27 Mar Enduring Crisis in Recovery
By Shane Currin
No matter the path we walk in life, crisis eventually finds us. For individuals in recovery, managing setbacks is but one of the vital skillsets of surviving. A life in substance abuse is that of an agent of crisis because that lifestyle is a crisis itself. In recovery, however, a crisis is the brutal reminder or trigger of trauma, devastation, and failure. A calamity can catapult a strong member of recovery straight back into substance use. Unfortunately, a critical situation can take many shapes, personal, financial, social, romantic and of course global. The recent pandemic all over the world strikes at the very uncertainty and chaos that individuals are trying to heal. Without the right kind of foundational recovery gained through residential treatment centers like Lion’s Gate Recovery individuals could face the idea of relapse again. Recovery is the very foundation of which individuals build a new life, and even in the face of crisis, falling back on recovery and treatment fundamentals and using the tools available can be the difference in individual success.
Hold Strong
Too often in recovery, we experience the “pink cloud”, or in other worlds a false sense of invincibility. Life gets good and now that we are substance-free, what could stop us? Beware the storm that follows the pink cloud. Like anything in life, the weather will change, the season will end, this too shall pass. The good times we felt would last forever comes to a screeching halt and our recovery becomes tested like never before. A devastating personal loss or a global catastrophe; these events will shake that very foundation. Feeling the full brunt force of the emotional toll, there are no substances to dilute the painful experience, and this is why relapse and/or destructive impulsive behavior can all of sudden seem like a good idea. As substance users, we used as a way to buffer from uncomfortably, pain and unpleasant emotions. This is why we must hold strong. Hold ourselves accountable for the life of recovery we have chosen. We can never let the agony of our current situation make us forget why we chose recovery in the first place. We were desperate for a better way of life and we committed to it. Doing the work in a substance abuse treatment center is only half the battle, applying what we learned in real life is the other half.

_INSTRUCTIONS TO FOLLOW_
In two sentences, summarize the article on enduring crisis in recovery.

_ENTRIES SUPPLIED_
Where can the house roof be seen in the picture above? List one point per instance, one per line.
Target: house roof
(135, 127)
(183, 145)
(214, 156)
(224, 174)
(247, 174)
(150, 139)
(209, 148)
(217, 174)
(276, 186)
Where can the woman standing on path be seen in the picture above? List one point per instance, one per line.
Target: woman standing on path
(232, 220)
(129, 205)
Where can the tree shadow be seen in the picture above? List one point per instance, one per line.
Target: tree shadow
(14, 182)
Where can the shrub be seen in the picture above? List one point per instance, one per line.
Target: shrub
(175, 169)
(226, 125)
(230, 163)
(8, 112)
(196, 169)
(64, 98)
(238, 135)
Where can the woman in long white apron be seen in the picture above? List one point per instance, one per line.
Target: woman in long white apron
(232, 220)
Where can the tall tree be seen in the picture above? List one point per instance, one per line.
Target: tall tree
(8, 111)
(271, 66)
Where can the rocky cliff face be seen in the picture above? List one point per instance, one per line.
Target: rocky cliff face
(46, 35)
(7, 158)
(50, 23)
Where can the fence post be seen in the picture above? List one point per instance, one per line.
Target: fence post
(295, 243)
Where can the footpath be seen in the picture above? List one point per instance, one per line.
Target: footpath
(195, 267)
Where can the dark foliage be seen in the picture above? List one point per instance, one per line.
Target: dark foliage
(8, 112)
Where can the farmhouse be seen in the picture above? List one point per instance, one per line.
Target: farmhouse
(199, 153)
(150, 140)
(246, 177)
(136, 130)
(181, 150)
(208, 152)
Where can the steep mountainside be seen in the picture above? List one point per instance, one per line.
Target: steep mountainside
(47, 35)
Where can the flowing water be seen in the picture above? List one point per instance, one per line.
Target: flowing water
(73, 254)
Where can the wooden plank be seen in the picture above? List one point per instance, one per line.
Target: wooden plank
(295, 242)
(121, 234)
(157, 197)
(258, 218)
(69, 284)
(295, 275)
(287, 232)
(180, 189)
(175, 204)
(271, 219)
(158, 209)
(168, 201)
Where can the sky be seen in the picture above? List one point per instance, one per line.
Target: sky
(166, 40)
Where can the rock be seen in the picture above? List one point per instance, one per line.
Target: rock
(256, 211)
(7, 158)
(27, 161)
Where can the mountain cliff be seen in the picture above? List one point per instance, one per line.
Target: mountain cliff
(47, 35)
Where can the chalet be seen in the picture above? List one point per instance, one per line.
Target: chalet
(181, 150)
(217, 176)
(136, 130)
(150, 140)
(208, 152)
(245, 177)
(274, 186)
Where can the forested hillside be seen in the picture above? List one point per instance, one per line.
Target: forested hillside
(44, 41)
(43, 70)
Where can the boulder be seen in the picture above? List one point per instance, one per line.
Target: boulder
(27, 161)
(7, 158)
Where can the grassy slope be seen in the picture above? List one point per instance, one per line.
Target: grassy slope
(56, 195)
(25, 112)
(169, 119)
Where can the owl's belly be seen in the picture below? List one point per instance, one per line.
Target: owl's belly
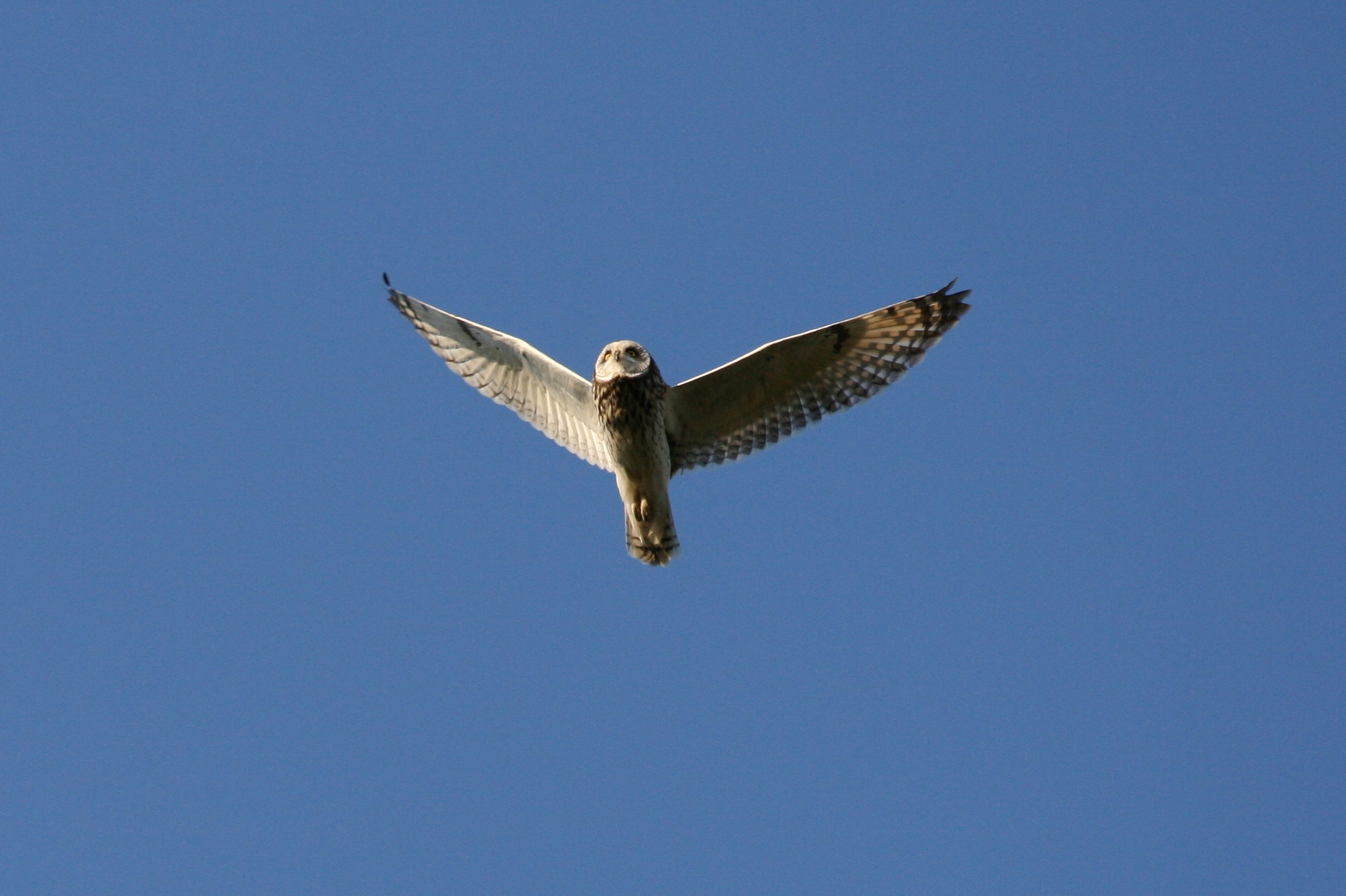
(642, 454)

_EXERCISE OUTPUT_
For people in recovery, a crisis can be a brutal reminder of trauma, devastation, and failure, and it can push even a strong member of recovery back into substance use. When the "pink cloud" of false invincibility gives way to hardship, they must hold strong, remember why they chose recovery, and apply in real life what they learned in treatment.